→ Quellenauszug:
'''

Er nahm Palette, Farbe und Pinsel und begann erst zögernd, dann mit immer sicheren Pinselstrichen die Linde zu malen, so wie er sie in Erinnerung hatte.
Der breite Stamm mit seinen dicken Wurzelsträngen, die in die Erde griffen und seiner breiten, schattenspendenden, dicht belaubten Krone.
Die Linde trug grünes Laub, denn in seiner Erinnerung an sie war immer Sommer gewesen. Er konnte sich gar nicht vorstellen, wie sie im Winter aussehen würde.
Oder im November, wenn ihre Blätter das Gras unter dem Baum in einen bunten Teppich verwandelten.
Nach einer Stunde schaute er sich das Bild noch einmal aus Distanz an.
Und er war nicht zufrieden.
Das war keine Sommerlandschaft. Das Licht stimmte nicht. Und der sommerliche Baum wirkte deplatziert darin, die Harmonie war zerstört worden.

'''

→ Auflistung:

'''

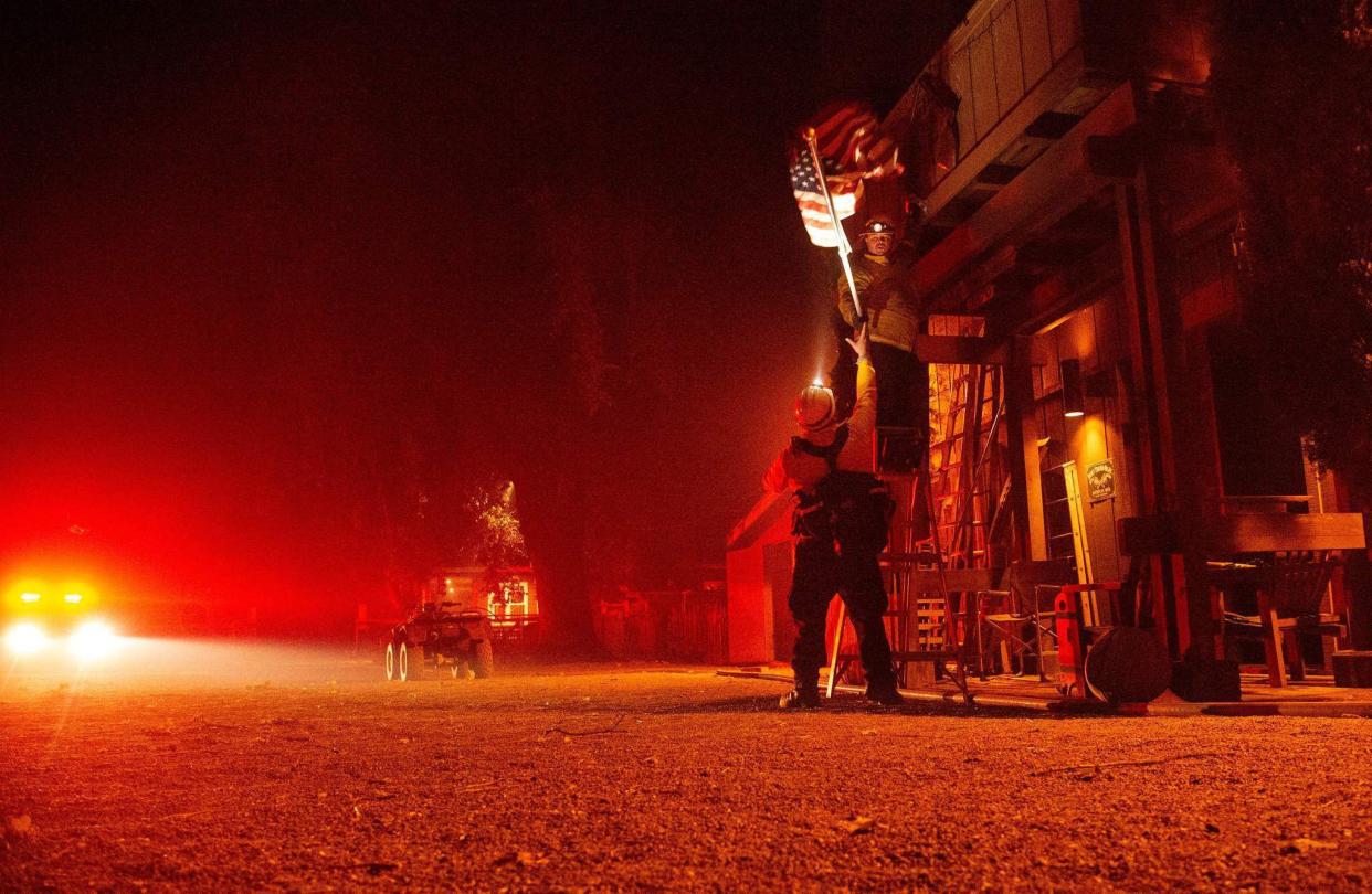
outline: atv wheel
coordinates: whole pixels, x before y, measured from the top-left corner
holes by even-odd
[[[472,673],[479,680],[484,680],[495,670],[495,654],[491,651],[491,640],[483,639],[472,646]]]
[[[424,679],[424,650],[401,643],[401,679],[414,683]]]
[[[395,654],[395,643],[386,643],[386,679],[399,680],[401,679],[401,665],[399,655]]]

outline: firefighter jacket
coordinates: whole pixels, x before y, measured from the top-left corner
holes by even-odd
[[[914,351],[915,335],[919,332],[919,307],[908,281],[908,265],[900,256],[860,255],[852,262],[852,269],[858,298],[867,314],[867,335],[873,341]],[[838,313],[849,326],[855,325],[858,314],[845,276],[838,277]]]
[[[859,287],[860,288],[860,287]],[[877,428],[877,372],[871,362],[863,358],[858,362],[858,400],[848,417],[848,442],[838,452],[836,463],[848,472],[875,472],[873,437]],[[807,440],[816,447],[834,443],[838,425],[830,425],[819,432],[808,432]],[[790,444],[777,457],[763,487],[779,494],[788,488],[814,491],[815,484],[829,474],[829,463],[823,457],[799,451]]]

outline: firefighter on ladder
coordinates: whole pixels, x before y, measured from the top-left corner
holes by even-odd
[[[868,358],[867,328],[849,340],[858,355],[858,398],[852,415],[840,421],[834,392],[811,385],[796,399],[800,436],[781,451],[763,485],[772,492],[793,488],[796,513],[796,565],[790,585],[790,612],[800,627],[792,655],[796,688],[781,699],[782,708],[819,706],[819,668],[825,664],[825,620],[829,602],[838,592],[858,632],[859,654],[867,677],[867,698],[879,705],[899,705],[890,644],[882,616],[886,588],[878,555],[885,543],[873,537],[836,536],[842,520],[826,511],[819,492],[836,470],[873,472],[873,437],[877,422],[877,373]],[[874,476],[873,481],[877,481]],[[879,483],[878,483],[879,484]]]

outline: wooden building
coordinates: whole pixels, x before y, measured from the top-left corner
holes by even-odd
[[[1059,558],[1084,583],[1146,565],[1150,629],[1200,675],[1225,654],[1222,562],[1367,546],[1255,384],[1207,78],[1202,3],[982,0],[885,122],[903,182],[868,195],[925,206],[912,285],[949,562]],[[730,537],[733,661],[789,655],[783,503]],[[1346,616],[1368,594],[1331,565],[1323,607]]]

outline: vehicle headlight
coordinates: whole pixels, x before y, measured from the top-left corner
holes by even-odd
[[[67,640],[67,649],[71,654],[81,661],[95,661],[97,658],[104,658],[114,647],[118,646],[119,636],[114,632],[114,628],[104,621],[86,621],[77,629],[71,631],[71,639]]]
[[[48,633],[33,621],[19,621],[4,633],[11,655],[32,655],[48,644]]]

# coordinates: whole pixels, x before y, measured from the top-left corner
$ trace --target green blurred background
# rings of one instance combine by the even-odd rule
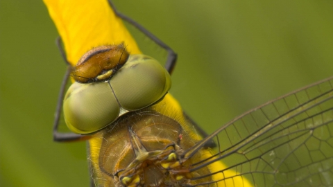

'''

→ Aufgabenstellung 1: Nach welcher Zeitspanne betrachtet er das Bild im Quellenauszug über die Linde noch einmal aus Distanz?
→ Aufgabenstellung 2: Schreiben Sie aus dem Quellenauszug über die Linde den Abschnitt von „Oder im November, wenn“ bis „war nicht zufrieden.“ unverändert ab.

→ Richtige Antwort 1: Nach einer Stunde.

→ Richtige Antwort 2:
Oder im November, wenn ihre Blätter das Gras unter dem Baum in einen bunten Teppich verwandelten.
Nach einer Stunde schaute er sich das Bild noch einmal aus Distanz an.
Und er war nicht zufrieden.